GIVEN RECORDS START
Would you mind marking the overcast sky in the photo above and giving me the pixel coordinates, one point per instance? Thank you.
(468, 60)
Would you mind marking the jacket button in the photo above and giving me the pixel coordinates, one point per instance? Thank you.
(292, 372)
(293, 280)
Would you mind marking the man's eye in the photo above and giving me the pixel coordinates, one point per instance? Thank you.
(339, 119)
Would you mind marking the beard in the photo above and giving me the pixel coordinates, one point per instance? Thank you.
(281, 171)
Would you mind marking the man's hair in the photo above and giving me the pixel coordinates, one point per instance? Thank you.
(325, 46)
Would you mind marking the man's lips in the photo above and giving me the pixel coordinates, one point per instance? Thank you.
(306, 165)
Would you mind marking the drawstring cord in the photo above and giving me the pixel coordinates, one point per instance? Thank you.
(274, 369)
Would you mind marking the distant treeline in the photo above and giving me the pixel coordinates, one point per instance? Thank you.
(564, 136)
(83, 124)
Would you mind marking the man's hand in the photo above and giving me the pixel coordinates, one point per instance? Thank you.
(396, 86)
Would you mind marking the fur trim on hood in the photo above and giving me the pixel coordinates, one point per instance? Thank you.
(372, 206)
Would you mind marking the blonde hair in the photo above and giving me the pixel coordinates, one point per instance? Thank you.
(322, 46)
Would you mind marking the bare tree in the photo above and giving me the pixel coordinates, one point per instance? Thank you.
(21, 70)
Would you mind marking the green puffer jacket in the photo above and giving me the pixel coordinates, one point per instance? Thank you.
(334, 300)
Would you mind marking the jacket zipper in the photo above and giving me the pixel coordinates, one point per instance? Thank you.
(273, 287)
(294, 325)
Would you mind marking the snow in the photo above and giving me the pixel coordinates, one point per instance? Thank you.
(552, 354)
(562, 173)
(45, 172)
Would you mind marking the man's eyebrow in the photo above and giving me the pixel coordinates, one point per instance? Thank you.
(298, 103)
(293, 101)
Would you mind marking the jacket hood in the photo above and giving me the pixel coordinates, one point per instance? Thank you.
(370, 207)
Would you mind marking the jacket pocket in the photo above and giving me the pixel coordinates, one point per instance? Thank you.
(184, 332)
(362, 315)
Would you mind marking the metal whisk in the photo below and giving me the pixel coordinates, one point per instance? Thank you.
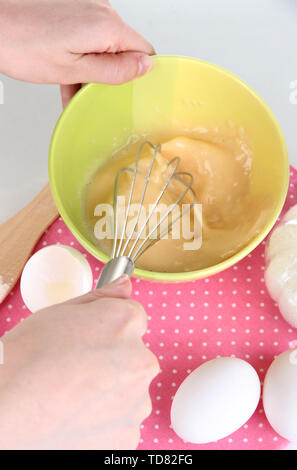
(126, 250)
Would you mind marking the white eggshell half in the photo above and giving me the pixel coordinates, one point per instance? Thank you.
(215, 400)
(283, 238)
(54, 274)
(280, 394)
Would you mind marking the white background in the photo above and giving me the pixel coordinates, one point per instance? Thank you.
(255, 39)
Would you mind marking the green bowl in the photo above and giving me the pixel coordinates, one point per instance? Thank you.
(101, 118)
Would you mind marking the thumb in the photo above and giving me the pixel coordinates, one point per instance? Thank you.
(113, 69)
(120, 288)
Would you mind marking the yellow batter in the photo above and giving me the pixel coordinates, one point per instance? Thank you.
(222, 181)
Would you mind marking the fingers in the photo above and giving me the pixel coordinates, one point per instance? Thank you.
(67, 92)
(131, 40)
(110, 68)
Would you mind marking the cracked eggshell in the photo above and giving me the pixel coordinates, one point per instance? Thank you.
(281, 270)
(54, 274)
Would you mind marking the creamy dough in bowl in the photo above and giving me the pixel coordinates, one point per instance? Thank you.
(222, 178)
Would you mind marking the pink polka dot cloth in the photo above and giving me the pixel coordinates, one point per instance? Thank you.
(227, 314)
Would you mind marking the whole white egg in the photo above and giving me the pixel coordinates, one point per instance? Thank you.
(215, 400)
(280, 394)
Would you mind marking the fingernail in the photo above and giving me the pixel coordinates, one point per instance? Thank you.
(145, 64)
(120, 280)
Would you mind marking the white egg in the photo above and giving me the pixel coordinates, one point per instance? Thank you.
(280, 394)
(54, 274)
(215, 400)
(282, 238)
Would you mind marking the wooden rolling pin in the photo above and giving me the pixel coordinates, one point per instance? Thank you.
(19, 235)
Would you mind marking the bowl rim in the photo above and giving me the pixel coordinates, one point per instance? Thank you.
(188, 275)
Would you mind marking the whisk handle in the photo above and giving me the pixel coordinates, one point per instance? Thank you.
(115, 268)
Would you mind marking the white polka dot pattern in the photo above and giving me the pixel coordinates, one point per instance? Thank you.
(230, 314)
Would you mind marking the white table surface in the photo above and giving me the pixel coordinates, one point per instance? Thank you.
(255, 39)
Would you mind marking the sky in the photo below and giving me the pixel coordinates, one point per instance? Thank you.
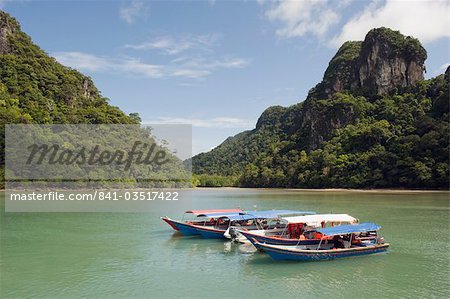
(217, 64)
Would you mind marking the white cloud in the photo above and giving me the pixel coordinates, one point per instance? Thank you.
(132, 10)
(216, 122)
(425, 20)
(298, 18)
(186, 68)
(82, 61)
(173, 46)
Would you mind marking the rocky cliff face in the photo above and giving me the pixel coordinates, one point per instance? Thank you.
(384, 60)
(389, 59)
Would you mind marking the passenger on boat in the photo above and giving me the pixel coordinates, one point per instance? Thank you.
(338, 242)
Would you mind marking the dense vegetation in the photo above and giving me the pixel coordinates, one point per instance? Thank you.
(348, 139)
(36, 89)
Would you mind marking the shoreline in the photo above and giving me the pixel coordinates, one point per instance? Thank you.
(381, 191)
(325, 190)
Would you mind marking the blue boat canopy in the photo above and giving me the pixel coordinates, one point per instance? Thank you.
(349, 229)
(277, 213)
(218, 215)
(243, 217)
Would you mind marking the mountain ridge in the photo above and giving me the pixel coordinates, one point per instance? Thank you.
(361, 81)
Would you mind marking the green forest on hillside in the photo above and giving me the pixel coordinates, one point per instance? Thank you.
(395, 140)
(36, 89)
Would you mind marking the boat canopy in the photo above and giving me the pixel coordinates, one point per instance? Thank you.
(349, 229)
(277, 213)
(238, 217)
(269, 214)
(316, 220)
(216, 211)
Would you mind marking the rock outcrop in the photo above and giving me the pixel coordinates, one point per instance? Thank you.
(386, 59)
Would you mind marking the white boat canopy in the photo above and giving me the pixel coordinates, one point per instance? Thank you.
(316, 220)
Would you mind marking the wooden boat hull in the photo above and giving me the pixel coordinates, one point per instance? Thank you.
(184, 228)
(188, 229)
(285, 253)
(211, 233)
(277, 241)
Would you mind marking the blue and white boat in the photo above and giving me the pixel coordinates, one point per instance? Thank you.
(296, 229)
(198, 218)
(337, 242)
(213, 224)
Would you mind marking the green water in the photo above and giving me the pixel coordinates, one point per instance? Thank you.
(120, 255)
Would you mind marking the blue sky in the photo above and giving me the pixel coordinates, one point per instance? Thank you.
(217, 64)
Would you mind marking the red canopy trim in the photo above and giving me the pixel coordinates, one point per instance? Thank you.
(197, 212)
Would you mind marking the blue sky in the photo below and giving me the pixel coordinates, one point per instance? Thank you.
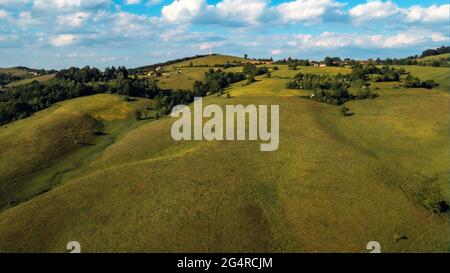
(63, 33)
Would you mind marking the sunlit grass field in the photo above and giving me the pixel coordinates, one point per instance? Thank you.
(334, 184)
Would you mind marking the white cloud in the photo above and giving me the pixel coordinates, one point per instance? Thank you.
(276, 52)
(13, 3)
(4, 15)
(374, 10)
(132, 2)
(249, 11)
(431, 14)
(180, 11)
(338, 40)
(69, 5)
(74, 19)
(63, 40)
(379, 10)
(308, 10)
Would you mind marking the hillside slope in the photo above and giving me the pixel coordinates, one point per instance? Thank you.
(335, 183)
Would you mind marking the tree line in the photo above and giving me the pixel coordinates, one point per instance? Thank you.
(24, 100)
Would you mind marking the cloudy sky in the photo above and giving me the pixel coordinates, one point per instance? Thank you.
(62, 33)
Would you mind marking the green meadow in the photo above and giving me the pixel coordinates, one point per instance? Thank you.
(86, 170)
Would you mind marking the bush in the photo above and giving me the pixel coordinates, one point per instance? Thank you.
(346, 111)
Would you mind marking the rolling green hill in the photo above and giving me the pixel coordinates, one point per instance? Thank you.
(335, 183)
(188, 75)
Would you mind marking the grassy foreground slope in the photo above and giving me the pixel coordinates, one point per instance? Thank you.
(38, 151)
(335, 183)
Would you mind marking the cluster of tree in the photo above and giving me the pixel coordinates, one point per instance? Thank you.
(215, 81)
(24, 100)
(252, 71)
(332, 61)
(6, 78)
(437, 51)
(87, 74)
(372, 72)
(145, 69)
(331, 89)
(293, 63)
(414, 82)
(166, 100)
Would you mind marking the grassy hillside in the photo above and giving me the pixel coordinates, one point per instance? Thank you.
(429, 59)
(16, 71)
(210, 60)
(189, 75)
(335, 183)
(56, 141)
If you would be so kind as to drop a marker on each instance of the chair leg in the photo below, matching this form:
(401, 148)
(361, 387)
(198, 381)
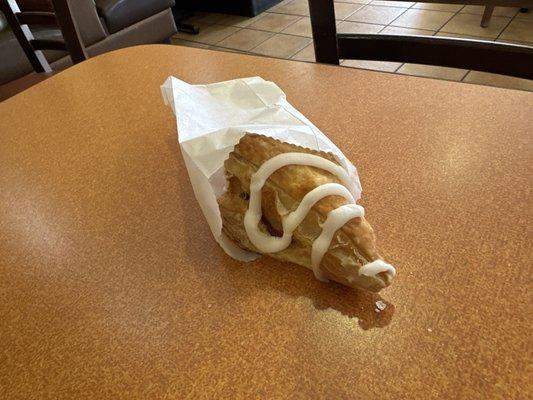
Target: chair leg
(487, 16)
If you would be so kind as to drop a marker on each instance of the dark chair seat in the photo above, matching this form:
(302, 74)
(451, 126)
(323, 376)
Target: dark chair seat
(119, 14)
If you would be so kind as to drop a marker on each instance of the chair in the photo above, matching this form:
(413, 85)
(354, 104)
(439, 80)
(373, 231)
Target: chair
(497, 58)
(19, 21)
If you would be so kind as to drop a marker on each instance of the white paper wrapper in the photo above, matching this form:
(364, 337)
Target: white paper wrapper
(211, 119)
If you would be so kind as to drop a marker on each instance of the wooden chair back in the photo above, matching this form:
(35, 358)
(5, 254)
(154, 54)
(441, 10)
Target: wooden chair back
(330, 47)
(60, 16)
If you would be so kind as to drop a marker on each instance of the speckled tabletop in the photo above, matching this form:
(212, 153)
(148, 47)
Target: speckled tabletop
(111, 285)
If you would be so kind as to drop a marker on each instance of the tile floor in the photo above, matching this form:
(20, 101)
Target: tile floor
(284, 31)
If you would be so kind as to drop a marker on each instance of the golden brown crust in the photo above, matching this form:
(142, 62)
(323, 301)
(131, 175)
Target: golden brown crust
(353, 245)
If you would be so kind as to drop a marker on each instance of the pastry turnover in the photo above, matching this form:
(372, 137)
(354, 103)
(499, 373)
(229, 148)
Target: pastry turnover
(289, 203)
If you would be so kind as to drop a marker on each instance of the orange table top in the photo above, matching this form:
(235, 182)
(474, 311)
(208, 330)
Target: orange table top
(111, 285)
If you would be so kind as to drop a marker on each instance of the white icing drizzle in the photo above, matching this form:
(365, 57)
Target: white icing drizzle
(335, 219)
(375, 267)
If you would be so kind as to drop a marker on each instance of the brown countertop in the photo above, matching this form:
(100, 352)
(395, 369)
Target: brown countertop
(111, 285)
GIVEN RECORDS END
Only a number is wanted here: how many lines of the records above hold the word "this".

12